◆ Directive
State how many lines in the rows below contain the string "class", treating uppercase and lowercase as different. Reply with the number alone.

◆ Records to use
* Begin *

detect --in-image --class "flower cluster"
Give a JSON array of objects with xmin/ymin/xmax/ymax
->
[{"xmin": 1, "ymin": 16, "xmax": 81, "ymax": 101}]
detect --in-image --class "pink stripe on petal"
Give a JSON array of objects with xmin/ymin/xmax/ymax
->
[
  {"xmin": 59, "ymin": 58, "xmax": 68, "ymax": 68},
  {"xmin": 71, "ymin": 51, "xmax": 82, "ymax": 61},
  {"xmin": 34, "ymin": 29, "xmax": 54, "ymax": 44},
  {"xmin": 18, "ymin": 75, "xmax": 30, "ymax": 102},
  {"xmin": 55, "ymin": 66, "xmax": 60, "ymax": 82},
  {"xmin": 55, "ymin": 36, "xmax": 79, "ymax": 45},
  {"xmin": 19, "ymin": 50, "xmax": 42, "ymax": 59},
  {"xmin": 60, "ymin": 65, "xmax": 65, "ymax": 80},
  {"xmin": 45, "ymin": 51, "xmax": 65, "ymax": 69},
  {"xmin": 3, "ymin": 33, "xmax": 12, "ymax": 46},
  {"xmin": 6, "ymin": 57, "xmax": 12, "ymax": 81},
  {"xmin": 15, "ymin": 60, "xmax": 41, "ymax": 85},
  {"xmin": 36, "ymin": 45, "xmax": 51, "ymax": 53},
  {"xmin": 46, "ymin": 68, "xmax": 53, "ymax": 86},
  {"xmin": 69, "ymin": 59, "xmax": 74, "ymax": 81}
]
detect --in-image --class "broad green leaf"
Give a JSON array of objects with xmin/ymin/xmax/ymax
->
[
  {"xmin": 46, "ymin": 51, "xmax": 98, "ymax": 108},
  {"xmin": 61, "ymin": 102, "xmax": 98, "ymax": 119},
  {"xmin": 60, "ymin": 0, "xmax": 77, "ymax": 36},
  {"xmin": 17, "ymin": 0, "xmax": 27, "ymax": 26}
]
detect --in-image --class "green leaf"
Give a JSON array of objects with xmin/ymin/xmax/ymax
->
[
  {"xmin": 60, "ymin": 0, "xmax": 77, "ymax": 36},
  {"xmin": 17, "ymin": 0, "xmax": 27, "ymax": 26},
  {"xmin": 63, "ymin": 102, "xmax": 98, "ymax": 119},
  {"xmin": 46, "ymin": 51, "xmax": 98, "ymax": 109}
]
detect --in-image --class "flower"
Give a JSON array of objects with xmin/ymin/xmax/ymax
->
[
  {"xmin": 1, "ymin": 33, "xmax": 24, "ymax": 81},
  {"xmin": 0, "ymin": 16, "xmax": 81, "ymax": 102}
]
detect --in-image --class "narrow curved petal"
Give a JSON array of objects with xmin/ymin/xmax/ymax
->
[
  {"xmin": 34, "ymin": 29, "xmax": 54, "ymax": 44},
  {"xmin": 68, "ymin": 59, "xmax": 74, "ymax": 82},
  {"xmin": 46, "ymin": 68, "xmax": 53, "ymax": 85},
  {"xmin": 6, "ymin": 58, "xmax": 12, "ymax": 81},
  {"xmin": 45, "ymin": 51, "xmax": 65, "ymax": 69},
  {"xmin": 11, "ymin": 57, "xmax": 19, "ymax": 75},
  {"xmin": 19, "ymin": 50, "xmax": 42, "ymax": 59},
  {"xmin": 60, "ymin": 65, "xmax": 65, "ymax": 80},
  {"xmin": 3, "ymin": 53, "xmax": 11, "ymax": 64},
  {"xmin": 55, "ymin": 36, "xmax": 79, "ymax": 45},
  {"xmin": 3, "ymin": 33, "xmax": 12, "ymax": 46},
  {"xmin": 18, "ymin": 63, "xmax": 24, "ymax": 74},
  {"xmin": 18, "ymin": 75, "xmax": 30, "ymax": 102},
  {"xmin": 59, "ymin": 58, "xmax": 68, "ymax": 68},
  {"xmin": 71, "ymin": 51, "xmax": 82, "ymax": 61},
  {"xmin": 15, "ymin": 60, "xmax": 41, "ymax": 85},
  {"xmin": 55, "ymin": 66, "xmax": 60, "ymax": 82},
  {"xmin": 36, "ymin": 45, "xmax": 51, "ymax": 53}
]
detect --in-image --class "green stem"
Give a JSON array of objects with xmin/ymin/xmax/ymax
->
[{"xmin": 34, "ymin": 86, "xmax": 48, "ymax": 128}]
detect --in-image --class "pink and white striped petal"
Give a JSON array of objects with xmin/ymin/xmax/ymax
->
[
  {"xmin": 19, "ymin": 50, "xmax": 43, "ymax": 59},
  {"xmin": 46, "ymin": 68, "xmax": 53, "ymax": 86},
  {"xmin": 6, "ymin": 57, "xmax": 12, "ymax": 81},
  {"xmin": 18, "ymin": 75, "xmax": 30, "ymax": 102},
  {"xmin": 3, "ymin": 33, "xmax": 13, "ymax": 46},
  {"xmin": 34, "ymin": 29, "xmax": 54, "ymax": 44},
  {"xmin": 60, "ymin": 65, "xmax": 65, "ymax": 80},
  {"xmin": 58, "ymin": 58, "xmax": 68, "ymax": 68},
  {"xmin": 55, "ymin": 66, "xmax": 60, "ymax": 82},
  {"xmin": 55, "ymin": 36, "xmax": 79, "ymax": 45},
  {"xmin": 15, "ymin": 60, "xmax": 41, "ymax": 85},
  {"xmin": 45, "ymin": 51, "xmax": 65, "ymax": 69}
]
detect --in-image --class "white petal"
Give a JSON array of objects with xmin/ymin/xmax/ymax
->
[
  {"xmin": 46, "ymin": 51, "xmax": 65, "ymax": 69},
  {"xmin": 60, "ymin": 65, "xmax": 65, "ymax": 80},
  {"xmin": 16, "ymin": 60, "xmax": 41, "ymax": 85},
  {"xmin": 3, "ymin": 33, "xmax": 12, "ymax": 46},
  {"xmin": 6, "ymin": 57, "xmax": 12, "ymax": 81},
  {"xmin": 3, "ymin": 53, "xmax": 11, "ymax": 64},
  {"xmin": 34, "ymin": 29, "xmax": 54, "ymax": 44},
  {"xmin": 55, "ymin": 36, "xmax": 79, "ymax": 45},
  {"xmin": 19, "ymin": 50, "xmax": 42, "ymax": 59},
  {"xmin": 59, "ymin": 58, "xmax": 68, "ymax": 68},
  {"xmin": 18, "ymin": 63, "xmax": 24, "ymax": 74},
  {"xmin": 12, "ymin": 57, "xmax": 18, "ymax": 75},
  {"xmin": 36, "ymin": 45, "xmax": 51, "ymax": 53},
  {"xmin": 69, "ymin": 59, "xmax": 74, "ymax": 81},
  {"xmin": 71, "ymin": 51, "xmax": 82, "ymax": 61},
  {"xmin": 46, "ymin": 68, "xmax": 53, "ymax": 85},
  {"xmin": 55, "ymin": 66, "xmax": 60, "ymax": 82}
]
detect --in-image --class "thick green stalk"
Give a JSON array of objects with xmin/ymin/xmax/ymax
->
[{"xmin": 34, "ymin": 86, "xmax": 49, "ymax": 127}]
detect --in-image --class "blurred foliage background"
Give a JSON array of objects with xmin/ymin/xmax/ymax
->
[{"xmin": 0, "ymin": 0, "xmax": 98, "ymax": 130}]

* End *

◆ Complete answer
11